### Given exercise
Return the lines of the listing from the line with "Detection brief: inspect the image and locate white sneaker." to the line with "(288, 205), (323, 243)", inclusive, copying them unchanged.

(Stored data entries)
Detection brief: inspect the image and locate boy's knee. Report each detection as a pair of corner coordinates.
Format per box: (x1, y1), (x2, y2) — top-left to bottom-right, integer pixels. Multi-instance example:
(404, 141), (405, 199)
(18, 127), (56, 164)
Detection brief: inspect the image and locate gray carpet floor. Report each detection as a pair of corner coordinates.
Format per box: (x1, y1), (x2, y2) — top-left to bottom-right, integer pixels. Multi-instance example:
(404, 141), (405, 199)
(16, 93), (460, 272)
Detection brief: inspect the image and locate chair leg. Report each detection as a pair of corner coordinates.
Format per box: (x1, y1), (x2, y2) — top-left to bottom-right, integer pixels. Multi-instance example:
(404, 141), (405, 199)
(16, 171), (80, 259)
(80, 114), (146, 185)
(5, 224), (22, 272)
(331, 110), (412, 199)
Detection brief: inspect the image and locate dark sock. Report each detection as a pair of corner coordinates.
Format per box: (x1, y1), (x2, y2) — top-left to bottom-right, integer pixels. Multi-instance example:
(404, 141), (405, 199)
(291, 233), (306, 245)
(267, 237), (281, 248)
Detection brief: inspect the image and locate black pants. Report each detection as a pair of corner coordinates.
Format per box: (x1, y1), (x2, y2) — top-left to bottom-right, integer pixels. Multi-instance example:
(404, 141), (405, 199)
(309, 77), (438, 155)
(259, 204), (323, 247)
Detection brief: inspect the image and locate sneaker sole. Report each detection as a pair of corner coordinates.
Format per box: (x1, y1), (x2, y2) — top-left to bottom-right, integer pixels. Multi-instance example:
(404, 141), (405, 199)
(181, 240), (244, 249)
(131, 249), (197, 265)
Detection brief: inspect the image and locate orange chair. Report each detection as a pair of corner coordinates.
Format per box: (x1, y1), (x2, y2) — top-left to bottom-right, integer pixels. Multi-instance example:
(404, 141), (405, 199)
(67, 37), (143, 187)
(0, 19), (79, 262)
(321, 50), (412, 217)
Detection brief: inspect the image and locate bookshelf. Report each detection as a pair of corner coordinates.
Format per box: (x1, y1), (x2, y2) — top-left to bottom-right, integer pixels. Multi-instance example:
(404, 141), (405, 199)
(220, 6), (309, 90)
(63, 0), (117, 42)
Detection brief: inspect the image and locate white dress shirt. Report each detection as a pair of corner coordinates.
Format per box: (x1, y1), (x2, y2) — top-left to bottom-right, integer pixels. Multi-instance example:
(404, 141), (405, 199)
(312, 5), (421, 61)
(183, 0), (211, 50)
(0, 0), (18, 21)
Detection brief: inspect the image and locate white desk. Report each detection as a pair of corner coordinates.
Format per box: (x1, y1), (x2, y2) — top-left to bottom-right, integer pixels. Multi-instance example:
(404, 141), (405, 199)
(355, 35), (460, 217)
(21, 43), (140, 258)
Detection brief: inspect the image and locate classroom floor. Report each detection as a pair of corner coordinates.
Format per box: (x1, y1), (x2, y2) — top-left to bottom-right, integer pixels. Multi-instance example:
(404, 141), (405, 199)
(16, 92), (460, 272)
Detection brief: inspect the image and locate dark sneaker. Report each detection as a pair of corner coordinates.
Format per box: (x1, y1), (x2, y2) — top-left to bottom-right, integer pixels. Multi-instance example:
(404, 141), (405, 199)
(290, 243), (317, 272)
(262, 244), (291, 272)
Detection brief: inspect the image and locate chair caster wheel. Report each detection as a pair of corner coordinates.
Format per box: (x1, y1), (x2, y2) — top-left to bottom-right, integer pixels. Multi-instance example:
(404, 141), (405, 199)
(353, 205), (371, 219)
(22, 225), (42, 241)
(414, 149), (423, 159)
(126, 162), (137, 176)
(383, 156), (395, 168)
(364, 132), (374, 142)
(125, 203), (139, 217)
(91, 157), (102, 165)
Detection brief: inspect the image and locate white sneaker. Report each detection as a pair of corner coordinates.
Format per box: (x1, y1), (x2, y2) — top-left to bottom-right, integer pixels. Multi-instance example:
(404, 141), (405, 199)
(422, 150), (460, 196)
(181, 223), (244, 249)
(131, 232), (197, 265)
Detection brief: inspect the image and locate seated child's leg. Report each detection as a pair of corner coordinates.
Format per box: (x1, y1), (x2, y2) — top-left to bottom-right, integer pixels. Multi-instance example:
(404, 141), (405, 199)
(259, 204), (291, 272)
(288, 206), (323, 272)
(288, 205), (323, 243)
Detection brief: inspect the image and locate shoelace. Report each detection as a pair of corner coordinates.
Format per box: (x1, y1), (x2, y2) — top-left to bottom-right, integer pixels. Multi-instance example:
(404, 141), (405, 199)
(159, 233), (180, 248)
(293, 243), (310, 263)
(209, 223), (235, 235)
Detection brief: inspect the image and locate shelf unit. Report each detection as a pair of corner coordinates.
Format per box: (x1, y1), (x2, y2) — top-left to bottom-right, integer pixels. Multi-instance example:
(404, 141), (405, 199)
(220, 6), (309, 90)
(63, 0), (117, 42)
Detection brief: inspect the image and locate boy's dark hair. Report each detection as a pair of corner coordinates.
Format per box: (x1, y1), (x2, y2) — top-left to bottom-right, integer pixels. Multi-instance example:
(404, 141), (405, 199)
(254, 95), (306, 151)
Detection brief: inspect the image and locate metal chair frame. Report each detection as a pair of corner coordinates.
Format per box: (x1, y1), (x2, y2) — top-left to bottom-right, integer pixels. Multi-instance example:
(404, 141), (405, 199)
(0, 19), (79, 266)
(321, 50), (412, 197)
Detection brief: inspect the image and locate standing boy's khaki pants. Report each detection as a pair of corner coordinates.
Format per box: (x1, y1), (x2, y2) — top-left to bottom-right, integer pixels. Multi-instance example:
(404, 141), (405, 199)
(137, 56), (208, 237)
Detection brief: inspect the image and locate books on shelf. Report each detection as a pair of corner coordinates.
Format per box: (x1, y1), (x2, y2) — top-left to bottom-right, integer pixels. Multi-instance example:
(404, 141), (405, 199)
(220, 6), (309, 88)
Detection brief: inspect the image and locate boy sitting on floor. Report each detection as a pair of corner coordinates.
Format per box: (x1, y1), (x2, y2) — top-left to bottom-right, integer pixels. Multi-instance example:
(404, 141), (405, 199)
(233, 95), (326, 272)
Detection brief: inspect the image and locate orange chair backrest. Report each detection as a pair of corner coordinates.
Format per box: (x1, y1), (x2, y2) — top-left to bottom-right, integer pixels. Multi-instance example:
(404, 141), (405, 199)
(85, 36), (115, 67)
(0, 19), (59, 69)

### Answer for the task
Detection brief: inspect the image and locate white sneaker. Report each detection as a pair of corner coordinates.
Format per box: (x1, y1), (x2, y2) — top-left to bottom-right, integer pixels. Multi-instance example:
(404, 141), (405, 199)
(422, 150), (460, 196)
(181, 223), (244, 249)
(131, 232), (197, 265)
Detection brief: inspect the image and locate seated child's leg. Report each detection as a pair of corner coordinates.
Format per box: (x1, y1), (x2, y2) — top-left to bottom-right, integer pixels. Multi-instance example:
(404, 141), (405, 199)
(259, 204), (291, 272)
(288, 206), (323, 272)
(288, 205), (323, 243)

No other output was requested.